▶ **Source extract**
Member of the West Virginia House of Delegates
- In office December 1, 2004 – December 1, 2022
- Preceded by: Jerry Mezzatesta
- Succeeded by: New boundaries
- Constituency: 57th district (2012–2022) 50th district (2004–2012)

Personal details
- Born: September 12, 1948 (age 77)
- Party: Republican
- Spouse: Thomas Treton Rowan
- Children: Julie Ann Rowan-Wolford Thomas Llewellyn Rowan
- Alma mater: California University of Pennsylvania West Virginia University
- Occupation: Educator

= Ruth Rowan =

American politician (born 1948)

Ruth Rowan (born September 12, 1948) is an American politician from the U.S. state of West Virginia. She is a member of the Republican Party and served as a member the West Virginia House of Delegates from the 57th District, which represented parts of Mineral County and Hampshire County in West Virginia's Eastern Panhandle. In 2004, she defeated the embattled House Delegate Jerry Mezzatesta for his seat after he was embroiled in a political scandal in 2003-04.

== Personal life ==

Rowan was born in Pennsylvania. She was received her B.S. and M. Ed. from California University of Pennsylvania. She is a long-serving and now retired elementary school teacher in Hampshire County Schools. She married Tom Rowan and they had two children, Julie and Tom. The granddaughter of a coal miner, Rowan is one of few West Virginia Republicans endorsed by the United Mine Workers of America. She has been endorsed by the American Federation of Teachers, the National Education Association, the AFL-CIO, West Virginians for Life, and the National Rifle Association. A descendant of Frontier Ranger Doctor Llewellyn, her earliest forebears blazed a trail in the wilderness near the Forks of Cheat River in present-day Monongalia County, West Virginia.

▶ **Problems and tasks**
1 - From the Ruth Rowan biography, list every organization it says endorsed her.
2 - Proceed with the Ruth Rowan biography, picking up right after its final sentence.
The items that come next are separate material and are not part of the Ruth Rowan biography.

Stored dataset items:
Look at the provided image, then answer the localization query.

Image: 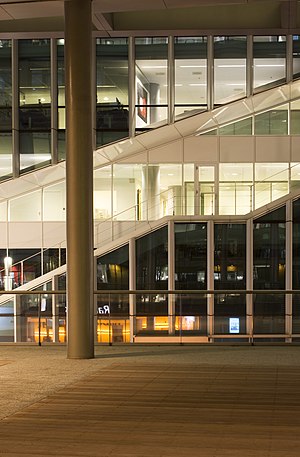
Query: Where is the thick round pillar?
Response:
[65,0,94,359]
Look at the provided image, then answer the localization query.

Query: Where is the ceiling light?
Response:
[141,65,167,69]
[179,65,206,68]
[254,63,285,68]
[217,64,246,68]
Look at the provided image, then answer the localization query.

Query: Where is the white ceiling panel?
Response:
[2,1,64,19]
[93,0,165,13]
[0,6,13,21]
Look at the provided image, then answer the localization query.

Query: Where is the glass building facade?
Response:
[0,35,300,344]
[0,35,300,180]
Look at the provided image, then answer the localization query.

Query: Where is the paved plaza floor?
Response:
[0,345,300,457]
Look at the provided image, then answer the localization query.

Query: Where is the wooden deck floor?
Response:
[0,362,300,457]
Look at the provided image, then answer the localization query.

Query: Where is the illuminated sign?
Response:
[98,305,110,314]
[229,317,240,333]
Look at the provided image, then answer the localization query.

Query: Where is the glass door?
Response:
[194,164,215,216]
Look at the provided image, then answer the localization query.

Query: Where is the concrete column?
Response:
[14,295,22,343]
[51,275,59,343]
[285,200,293,343]
[168,221,176,335]
[65,0,94,359]
[207,220,215,342]
[142,165,160,221]
[129,238,136,343]
[246,219,253,342]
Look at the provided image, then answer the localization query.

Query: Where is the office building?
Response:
[0,0,300,350]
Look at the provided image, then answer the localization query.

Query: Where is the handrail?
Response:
[0,289,300,296]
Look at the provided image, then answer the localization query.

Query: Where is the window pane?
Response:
[57,38,66,161]
[255,163,289,208]
[9,191,42,222]
[174,37,207,119]
[219,117,252,135]
[214,224,246,334]
[174,223,207,334]
[136,227,168,318]
[290,100,300,135]
[253,35,286,89]
[20,132,51,171]
[19,39,51,171]
[135,38,168,131]
[43,181,66,221]
[97,244,129,318]
[94,166,112,220]
[96,38,129,146]
[254,105,288,135]
[292,199,300,333]
[253,207,285,333]
[113,164,144,221]
[214,36,247,105]
[0,40,12,180]
[0,40,12,132]
[0,132,12,180]
[293,35,300,78]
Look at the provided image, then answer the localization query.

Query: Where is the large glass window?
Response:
[19,39,51,172]
[57,38,66,160]
[136,227,168,332]
[9,190,42,222]
[43,181,66,221]
[175,223,207,334]
[255,163,289,208]
[290,100,300,135]
[214,224,246,337]
[113,164,143,221]
[174,37,207,119]
[97,244,129,343]
[0,40,12,180]
[135,37,168,132]
[253,35,286,89]
[96,38,129,146]
[254,105,288,135]
[94,165,112,220]
[253,207,286,333]
[219,163,253,214]
[214,36,247,105]
[292,199,300,333]
[293,35,300,78]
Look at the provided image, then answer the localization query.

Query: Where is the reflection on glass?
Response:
[8,190,42,222]
[292,199,300,333]
[135,38,168,131]
[43,181,66,221]
[253,207,286,333]
[219,117,252,135]
[136,227,168,318]
[0,300,14,343]
[174,37,207,119]
[96,38,129,146]
[214,36,247,105]
[113,164,144,221]
[94,166,112,220]
[19,39,51,171]
[174,223,207,334]
[254,105,288,135]
[57,38,66,161]
[293,35,300,78]
[255,163,289,208]
[253,35,286,89]
[290,100,300,135]
[214,224,246,334]
[219,163,253,215]
[0,40,12,180]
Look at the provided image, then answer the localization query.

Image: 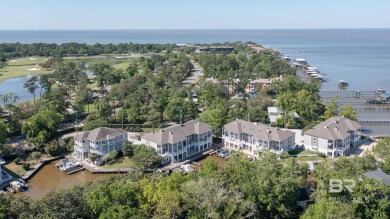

▶ **Answers**
1 -
United Mine Workers of America
American Federation of Teachers
National Education Association
AFL-CIO
West Virginians for Life
National Rifle Association

2 -
==Career==
The West Virginia House of Delegates had often been reminded of West Virginia's most senior county by Rowan, who began each floor presentation with the phrase "from West Virginia's oldest county". She championed infrastructure, senior, veteran, children, education and healthcare issues. She was appointed to represent West Virginia in the United States' Southern Regional Education Conference to help shape emerging issues in education.

Rowan enjoyed broad based bipartisan support in both Charleston and her home district, as demonstrated by her strong showing in both primary and general elections. In the general election of 2010, Rowan garnered 72% of the vote, despite the endorsement of a well-funded challenger by several popular state and local elected officials.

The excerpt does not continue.